START Information supplied
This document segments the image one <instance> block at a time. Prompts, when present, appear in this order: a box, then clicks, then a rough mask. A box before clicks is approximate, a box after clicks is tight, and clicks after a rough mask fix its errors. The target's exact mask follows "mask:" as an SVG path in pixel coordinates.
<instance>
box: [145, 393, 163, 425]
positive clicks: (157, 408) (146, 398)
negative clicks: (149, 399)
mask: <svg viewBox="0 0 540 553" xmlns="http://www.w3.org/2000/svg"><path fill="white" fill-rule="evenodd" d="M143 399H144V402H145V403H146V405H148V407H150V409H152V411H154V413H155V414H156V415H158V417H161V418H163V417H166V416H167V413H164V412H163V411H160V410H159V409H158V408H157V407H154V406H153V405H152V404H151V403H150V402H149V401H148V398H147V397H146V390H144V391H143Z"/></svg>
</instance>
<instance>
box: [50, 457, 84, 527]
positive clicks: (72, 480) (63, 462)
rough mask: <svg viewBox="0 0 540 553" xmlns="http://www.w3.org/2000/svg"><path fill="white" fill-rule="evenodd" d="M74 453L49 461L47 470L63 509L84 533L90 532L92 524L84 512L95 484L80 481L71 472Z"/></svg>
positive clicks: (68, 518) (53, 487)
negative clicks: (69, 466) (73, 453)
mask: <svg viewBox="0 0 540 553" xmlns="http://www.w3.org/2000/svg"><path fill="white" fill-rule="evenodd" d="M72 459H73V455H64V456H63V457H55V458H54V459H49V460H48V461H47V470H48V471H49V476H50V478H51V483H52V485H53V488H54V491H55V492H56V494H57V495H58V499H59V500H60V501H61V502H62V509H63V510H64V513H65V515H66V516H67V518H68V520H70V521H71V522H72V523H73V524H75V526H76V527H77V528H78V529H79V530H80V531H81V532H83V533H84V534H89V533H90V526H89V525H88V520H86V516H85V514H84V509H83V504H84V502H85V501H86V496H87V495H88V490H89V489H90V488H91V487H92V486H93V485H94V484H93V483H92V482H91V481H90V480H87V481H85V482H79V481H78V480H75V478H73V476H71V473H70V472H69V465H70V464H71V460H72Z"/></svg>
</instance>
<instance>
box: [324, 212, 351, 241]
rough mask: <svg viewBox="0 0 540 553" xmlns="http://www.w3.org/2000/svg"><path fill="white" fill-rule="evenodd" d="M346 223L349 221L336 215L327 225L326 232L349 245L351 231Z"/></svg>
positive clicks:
END Information supplied
## Task instructions
Rewrite every line of the records above as a numbered list, omitting any blank lines.

## Result of this task
1. This document segments the image one <instance> block at a time. Prompts, when present, appear in this order: a box, then clicks, then a rough mask. A box before clicks is approximate, a box after clicks is tight, and clicks after a rough mask fix its errors. The target's exact mask follows "mask:" as an SVG path in pixel coordinates.
2. <instance>
3. box: [145, 393, 163, 425]
4. positive clicks: (157, 408) (146, 398)
5. negative clicks: (149, 399)
6. mask: <svg viewBox="0 0 540 553" xmlns="http://www.w3.org/2000/svg"><path fill="white" fill-rule="evenodd" d="M143 399H144V402H145V403H146V405H148V407H150V409H152V411H154V413H155V414H156V415H158V417H161V418H163V417H166V416H167V413H164V412H163V411H160V410H159V409H158V408H157V407H154V406H153V405H152V404H151V403H150V402H149V401H148V398H147V397H146V390H144V391H143Z"/></svg>
7. </instance>
8. <instance>
9. box: [50, 457, 84, 527]
10. positive clicks: (72, 480) (63, 462)
11. rough mask: <svg viewBox="0 0 540 553" xmlns="http://www.w3.org/2000/svg"><path fill="white" fill-rule="evenodd" d="M74 453L49 461L47 470L63 509L84 533L90 532L92 524L84 512L95 484L80 481L71 472Z"/></svg>
12. positive clicks: (68, 518) (53, 487)
13. negative clicks: (69, 466) (73, 453)
14. mask: <svg viewBox="0 0 540 553" xmlns="http://www.w3.org/2000/svg"><path fill="white" fill-rule="evenodd" d="M72 459H73V455H64V456H63V457H55V458H54V459H49V460H48V461H47V470H48V471H49V476H50V478H51V483H52V485H53V488H54V491H55V492H56V494H57V495H58V499H59V500H60V501H61V502H62V509H63V510H64V513H65V515H66V516H67V518H68V520H70V521H71V522H72V523H73V524H75V526H76V527H77V528H78V529H79V530H80V531H81V532H83V533H84V534H89V533H90V526H89V525H88V520H86V516H85V514H84V509H83V504H84V502H85V501H86V496H87V495H88V490H89V489H90V488H91V487H92V486H93V485H94V484H93V483H92V482H91V481H90V480H87V481H85V482H79V481H78V480H75V478H73V476H71V473H70V472H69V465H70V464H71V460H72Z"/></svg>
15. </instance>
16. <instance>
17. box: [324, 212, 351, 241]
18. rough mask: <svg viewBox="0 0 540 553" xmlns="http://www.w3.org/2000/svg"><path fill="white" fill-rule="evenodd" d="M346 223L349 221L336 215L327 225L326 232L349 245L351 231Z"/></svg>
19. positive clicks:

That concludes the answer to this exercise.